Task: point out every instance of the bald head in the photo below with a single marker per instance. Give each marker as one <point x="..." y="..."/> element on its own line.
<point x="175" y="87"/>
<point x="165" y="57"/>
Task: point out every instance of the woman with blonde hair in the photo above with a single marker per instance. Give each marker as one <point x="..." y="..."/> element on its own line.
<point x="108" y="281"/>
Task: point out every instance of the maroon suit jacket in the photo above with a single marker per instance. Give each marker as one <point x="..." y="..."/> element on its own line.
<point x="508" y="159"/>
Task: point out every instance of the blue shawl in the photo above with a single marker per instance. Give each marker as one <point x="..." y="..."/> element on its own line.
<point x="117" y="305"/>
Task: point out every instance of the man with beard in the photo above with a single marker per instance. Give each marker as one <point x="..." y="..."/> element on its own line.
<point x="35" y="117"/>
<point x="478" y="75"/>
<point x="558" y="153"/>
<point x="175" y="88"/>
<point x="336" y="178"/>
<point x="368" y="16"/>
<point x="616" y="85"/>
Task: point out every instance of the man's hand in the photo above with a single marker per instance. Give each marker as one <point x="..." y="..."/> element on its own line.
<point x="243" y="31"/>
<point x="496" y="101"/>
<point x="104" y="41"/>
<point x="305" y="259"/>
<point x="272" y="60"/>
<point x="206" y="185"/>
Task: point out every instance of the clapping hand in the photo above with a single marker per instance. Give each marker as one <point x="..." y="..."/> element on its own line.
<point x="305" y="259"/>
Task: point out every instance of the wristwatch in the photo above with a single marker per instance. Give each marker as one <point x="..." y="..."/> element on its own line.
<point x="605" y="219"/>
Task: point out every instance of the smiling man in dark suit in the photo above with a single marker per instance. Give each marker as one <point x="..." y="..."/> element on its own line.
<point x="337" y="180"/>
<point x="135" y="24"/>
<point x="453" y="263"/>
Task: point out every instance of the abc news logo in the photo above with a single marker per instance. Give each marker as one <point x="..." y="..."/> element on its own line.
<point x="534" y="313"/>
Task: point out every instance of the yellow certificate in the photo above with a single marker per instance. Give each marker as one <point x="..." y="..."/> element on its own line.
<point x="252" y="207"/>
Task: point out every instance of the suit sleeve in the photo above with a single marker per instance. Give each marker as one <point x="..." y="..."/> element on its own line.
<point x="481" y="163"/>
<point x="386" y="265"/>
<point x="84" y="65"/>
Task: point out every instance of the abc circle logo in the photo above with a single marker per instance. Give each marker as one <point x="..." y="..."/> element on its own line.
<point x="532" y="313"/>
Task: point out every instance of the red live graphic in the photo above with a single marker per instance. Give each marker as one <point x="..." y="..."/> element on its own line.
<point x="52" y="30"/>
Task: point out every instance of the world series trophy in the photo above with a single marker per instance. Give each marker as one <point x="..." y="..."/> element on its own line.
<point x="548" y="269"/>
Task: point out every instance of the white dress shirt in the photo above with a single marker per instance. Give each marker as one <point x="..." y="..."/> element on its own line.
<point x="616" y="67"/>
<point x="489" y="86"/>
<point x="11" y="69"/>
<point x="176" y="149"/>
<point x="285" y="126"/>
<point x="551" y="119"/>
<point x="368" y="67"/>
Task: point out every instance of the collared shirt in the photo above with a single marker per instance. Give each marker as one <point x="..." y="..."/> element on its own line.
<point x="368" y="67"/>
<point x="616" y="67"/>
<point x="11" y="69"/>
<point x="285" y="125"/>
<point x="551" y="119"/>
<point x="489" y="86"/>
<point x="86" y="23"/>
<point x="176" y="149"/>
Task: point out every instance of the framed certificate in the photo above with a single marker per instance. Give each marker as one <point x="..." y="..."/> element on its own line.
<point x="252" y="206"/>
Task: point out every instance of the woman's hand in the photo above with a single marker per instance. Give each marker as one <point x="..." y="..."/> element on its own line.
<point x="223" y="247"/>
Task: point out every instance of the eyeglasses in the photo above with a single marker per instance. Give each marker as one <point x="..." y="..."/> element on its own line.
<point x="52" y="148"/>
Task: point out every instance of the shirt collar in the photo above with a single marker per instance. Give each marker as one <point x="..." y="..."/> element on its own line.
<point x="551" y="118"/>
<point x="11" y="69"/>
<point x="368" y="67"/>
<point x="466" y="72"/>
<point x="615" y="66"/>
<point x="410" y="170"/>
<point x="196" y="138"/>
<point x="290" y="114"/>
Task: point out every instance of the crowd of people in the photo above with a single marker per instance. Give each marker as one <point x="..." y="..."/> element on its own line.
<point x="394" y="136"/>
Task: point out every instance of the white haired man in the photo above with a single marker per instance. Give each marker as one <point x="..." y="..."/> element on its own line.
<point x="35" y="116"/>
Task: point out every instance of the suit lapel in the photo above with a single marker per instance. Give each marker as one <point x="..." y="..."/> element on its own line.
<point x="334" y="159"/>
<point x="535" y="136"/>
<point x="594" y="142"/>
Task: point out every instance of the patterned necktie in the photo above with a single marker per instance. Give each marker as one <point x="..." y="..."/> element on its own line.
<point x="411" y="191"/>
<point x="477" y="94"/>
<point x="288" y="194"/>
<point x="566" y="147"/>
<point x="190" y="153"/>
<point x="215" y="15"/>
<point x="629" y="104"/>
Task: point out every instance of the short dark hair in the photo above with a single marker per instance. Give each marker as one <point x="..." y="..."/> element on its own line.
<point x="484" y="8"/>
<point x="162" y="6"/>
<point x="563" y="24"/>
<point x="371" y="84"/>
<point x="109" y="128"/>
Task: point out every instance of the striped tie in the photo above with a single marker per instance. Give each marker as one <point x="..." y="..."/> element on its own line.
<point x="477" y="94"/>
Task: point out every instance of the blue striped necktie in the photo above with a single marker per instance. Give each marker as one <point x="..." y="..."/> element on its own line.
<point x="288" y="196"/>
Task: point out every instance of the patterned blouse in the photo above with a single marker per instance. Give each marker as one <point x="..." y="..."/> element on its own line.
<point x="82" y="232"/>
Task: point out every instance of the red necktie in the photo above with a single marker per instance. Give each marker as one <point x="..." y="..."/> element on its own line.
* * * *
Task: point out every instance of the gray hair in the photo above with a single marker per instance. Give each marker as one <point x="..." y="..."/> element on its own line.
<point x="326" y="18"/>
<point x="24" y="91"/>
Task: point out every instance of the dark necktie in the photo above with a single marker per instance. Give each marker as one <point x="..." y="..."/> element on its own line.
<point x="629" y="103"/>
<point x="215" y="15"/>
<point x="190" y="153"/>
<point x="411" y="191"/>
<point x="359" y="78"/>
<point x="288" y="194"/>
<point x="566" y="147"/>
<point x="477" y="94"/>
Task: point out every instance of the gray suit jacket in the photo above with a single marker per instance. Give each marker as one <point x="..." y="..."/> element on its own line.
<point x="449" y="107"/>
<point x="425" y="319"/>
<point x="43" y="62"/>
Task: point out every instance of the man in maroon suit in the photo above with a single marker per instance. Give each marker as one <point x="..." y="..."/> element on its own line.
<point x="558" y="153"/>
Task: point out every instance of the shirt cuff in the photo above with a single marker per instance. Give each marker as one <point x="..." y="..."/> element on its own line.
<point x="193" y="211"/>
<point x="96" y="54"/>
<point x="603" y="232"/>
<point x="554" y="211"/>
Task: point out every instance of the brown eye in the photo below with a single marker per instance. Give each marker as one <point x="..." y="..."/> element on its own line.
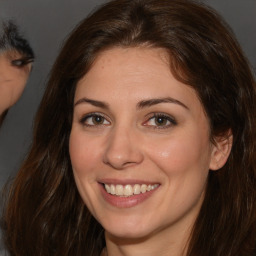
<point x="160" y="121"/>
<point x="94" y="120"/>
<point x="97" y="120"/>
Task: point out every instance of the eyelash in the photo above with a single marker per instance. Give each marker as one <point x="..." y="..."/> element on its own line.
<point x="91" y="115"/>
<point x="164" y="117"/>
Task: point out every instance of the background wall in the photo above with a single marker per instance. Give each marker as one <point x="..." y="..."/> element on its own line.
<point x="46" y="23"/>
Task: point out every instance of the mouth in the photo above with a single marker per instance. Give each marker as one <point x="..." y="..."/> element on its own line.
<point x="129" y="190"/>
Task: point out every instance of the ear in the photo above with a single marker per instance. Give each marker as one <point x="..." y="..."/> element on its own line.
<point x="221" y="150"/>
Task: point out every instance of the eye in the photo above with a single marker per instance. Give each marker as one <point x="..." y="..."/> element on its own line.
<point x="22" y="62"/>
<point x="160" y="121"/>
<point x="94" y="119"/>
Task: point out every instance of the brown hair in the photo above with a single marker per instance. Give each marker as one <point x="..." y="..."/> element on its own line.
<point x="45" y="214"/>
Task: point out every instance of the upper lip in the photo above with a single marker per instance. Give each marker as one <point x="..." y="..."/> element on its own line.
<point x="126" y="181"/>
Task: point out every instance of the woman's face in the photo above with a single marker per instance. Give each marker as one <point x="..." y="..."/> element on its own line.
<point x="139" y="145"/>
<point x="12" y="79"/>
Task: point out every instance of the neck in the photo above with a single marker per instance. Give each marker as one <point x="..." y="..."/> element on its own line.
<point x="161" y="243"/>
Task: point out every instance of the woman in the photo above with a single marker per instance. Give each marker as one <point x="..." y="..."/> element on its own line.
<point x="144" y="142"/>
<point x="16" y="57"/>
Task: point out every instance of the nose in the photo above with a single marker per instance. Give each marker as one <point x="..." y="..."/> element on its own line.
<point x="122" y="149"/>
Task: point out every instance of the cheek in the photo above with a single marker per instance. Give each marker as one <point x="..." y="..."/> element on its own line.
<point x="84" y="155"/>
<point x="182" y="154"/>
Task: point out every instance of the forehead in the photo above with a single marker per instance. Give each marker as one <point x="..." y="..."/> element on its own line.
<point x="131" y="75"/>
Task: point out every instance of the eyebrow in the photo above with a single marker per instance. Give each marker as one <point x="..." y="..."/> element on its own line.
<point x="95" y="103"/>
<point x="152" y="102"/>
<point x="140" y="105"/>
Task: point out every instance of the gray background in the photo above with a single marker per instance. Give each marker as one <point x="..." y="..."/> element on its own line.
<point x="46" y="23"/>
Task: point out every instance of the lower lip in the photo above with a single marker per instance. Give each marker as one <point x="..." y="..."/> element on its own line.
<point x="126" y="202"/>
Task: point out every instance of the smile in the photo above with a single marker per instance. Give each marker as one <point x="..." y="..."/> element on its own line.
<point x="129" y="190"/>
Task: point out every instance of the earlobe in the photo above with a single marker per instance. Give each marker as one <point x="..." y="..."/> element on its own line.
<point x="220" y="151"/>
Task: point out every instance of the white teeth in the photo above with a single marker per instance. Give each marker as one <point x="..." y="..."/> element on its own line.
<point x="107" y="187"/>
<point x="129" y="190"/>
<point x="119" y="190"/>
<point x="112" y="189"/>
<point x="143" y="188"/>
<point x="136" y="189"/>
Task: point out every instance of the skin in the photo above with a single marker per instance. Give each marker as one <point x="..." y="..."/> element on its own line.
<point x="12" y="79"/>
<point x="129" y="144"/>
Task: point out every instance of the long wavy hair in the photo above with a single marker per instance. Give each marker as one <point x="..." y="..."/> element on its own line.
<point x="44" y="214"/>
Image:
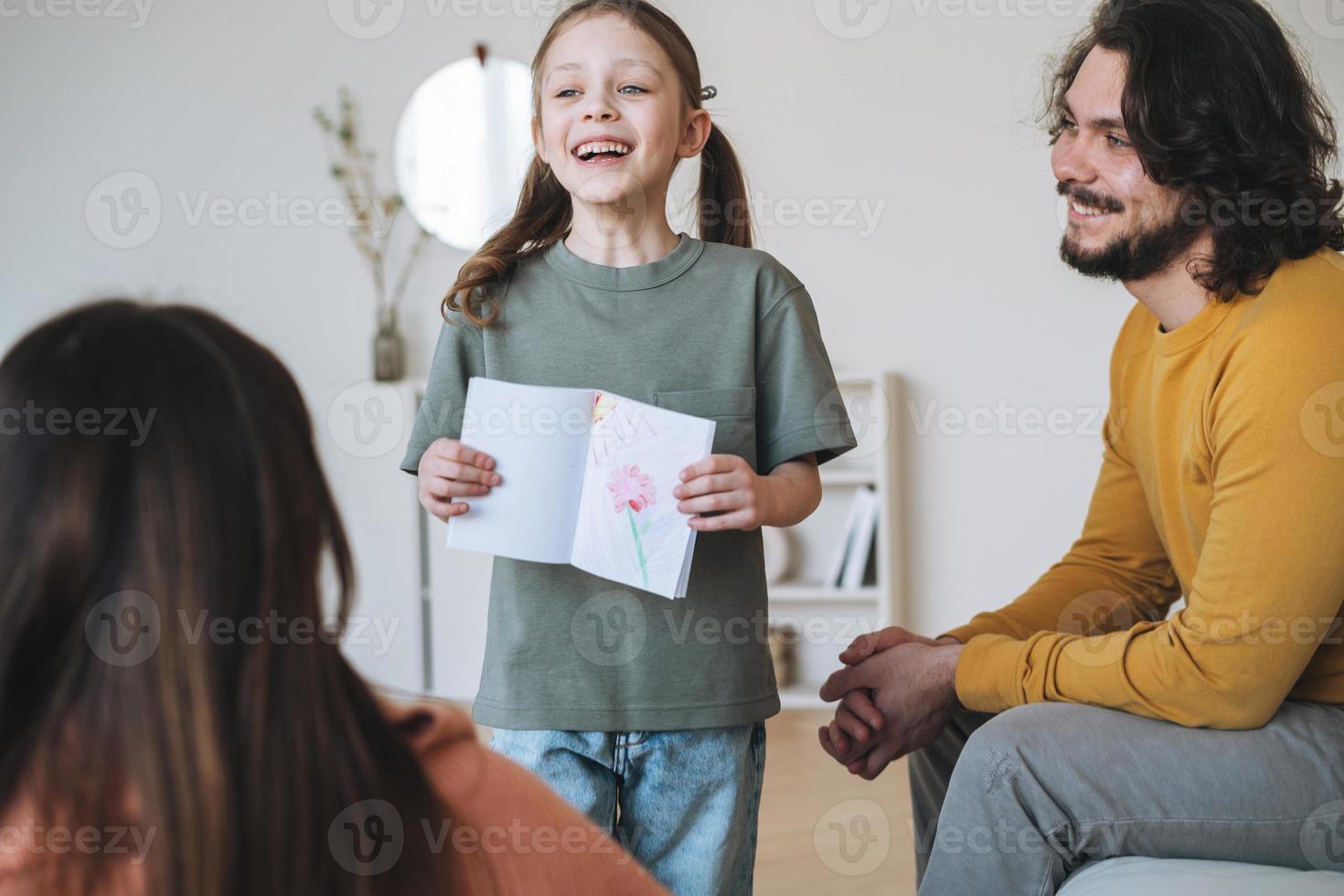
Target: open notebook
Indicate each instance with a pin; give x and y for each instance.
* * * *
**What the exercise asks**
Within the listing above, the stretch from the line with "Task: point out every instance of the long" down to the line with "Indicate each instance" is to be given again exactly, end lines included and pictures excluded.

**Output below**
Task: point out every instance of the long wavy hair in the photo above with a single marker per instance. Give each marker as one <point x="..." y="..."/> element on its own line.
<point x="44" y="214"/>
Image:
Target: open notebook
Indicate each instance with a pin; give x and y for each instance.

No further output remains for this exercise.